● **Exercise**:
When a line of the material has the word "white" in it, copy that line.

● **Provided data**:
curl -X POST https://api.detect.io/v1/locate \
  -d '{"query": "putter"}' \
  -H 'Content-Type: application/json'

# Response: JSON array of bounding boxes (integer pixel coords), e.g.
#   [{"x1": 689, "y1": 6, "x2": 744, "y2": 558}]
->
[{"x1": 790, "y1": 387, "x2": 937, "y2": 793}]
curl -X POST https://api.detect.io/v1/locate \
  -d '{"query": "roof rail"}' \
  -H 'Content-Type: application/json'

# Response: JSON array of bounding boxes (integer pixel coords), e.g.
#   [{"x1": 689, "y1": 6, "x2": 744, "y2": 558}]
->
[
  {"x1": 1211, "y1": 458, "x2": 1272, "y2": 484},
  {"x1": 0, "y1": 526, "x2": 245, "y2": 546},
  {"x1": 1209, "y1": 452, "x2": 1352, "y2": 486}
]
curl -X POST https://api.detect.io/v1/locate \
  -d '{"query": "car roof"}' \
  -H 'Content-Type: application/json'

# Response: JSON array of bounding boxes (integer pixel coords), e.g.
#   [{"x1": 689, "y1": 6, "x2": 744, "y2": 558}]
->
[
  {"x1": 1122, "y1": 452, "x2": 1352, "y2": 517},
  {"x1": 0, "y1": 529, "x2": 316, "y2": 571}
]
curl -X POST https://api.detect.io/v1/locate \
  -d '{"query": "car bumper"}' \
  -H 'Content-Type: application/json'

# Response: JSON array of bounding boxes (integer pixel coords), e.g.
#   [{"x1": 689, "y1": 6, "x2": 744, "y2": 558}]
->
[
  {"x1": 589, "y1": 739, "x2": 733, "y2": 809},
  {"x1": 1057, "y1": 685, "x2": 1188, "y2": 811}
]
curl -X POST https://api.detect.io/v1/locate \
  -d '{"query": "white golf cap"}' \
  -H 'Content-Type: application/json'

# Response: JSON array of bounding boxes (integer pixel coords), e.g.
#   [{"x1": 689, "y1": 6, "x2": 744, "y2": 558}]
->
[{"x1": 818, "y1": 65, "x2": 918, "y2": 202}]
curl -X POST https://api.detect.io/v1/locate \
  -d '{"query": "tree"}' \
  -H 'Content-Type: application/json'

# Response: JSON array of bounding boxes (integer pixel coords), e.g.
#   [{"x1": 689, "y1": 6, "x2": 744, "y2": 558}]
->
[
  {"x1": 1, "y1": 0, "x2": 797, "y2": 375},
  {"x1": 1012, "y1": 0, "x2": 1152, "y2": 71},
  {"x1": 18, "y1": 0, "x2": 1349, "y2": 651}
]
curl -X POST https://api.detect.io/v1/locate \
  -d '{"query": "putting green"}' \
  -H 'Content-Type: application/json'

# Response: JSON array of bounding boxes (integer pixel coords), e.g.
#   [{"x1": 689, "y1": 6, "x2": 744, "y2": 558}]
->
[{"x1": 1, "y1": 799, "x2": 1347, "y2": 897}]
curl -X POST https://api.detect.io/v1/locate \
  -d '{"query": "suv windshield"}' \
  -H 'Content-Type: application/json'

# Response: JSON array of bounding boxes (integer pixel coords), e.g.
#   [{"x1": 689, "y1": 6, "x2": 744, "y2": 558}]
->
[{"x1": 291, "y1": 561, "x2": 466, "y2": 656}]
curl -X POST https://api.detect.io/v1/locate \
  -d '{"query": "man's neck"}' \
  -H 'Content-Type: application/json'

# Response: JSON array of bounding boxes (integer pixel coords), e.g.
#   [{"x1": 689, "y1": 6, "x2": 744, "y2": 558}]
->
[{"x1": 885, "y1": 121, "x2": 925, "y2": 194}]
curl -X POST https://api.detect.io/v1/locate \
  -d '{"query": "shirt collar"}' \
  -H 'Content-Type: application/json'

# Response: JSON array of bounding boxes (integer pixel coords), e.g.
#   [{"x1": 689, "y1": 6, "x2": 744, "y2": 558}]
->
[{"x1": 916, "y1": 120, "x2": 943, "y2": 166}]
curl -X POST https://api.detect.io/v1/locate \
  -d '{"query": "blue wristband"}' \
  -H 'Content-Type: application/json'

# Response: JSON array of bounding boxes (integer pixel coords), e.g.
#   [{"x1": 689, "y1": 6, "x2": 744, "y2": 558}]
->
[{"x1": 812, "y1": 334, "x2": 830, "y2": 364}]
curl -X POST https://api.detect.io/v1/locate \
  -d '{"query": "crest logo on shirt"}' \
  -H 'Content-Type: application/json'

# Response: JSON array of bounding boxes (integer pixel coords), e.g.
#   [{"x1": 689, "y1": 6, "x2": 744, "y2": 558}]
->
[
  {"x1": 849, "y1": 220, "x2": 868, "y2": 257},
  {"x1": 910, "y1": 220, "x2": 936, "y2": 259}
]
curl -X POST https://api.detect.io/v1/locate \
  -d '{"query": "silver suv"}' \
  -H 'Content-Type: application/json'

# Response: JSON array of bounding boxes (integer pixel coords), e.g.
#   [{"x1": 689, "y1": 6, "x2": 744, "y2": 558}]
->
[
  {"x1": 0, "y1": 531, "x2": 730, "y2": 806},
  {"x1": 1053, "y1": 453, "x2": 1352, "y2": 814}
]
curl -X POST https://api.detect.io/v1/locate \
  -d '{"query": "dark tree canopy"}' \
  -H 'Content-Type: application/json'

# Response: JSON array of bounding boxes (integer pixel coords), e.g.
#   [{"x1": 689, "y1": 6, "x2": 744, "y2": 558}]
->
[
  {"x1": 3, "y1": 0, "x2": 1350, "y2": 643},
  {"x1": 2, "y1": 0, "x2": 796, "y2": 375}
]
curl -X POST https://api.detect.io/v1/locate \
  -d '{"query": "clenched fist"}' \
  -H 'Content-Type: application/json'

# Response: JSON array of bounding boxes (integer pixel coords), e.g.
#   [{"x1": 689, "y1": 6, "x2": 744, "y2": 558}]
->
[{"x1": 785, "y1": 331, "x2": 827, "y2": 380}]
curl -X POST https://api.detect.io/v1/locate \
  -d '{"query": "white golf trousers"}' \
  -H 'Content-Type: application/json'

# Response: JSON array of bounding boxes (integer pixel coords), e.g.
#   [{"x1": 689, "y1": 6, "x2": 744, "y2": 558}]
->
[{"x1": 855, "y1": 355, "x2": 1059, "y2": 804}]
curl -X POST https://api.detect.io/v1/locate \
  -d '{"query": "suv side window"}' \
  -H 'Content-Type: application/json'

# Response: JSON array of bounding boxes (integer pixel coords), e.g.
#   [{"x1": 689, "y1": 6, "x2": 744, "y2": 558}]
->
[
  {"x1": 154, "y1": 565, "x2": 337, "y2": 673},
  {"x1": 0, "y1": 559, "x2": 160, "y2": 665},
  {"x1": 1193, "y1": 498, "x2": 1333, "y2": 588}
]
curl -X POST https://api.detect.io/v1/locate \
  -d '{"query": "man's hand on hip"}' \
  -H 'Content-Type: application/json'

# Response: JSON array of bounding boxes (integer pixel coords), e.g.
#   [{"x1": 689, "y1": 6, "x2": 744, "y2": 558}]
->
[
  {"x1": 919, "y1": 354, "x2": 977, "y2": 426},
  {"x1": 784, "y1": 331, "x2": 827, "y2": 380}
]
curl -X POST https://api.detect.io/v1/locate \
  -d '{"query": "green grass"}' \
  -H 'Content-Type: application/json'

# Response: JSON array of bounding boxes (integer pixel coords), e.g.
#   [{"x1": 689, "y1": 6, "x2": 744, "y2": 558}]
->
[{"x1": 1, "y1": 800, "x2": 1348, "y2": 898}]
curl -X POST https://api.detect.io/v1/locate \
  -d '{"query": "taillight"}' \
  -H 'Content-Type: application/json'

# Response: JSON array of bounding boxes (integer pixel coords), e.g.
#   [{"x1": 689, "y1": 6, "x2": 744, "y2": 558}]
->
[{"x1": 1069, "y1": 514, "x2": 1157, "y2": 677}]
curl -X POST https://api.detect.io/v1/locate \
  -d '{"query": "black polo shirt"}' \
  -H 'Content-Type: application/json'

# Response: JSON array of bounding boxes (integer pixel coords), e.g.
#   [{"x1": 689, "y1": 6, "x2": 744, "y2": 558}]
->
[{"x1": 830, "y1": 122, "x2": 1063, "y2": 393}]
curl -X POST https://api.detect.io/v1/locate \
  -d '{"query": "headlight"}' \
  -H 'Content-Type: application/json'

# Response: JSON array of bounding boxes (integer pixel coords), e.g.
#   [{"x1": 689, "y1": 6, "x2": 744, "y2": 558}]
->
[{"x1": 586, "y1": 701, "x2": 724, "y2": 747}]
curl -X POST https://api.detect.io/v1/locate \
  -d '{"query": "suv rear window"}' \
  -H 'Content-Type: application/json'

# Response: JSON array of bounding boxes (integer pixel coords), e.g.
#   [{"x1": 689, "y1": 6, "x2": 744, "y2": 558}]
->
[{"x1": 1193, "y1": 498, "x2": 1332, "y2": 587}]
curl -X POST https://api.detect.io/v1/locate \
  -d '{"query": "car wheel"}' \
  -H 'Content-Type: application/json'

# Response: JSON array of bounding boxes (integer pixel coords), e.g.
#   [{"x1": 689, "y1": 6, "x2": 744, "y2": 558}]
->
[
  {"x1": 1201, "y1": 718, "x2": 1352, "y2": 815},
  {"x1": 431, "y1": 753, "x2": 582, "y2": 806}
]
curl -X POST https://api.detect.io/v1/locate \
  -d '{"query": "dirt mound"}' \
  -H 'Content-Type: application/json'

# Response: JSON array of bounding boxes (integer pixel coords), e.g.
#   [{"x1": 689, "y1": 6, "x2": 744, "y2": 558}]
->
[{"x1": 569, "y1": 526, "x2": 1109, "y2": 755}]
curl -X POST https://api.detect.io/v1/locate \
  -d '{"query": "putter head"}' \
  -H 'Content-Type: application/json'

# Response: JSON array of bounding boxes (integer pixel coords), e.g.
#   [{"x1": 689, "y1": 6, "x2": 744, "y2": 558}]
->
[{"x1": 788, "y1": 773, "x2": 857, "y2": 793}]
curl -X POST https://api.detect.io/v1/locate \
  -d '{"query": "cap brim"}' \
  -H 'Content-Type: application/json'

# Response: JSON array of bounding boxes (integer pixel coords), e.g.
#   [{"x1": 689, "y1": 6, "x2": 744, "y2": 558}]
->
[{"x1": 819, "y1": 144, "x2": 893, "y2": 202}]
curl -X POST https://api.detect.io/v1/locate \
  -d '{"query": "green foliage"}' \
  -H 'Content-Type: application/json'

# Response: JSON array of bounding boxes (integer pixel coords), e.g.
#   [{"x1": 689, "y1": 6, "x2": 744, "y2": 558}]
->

● **Result of the task**:
  -d '{"query": "white golf cap"}' \
  -d '{"query": "white golf trousers"}' \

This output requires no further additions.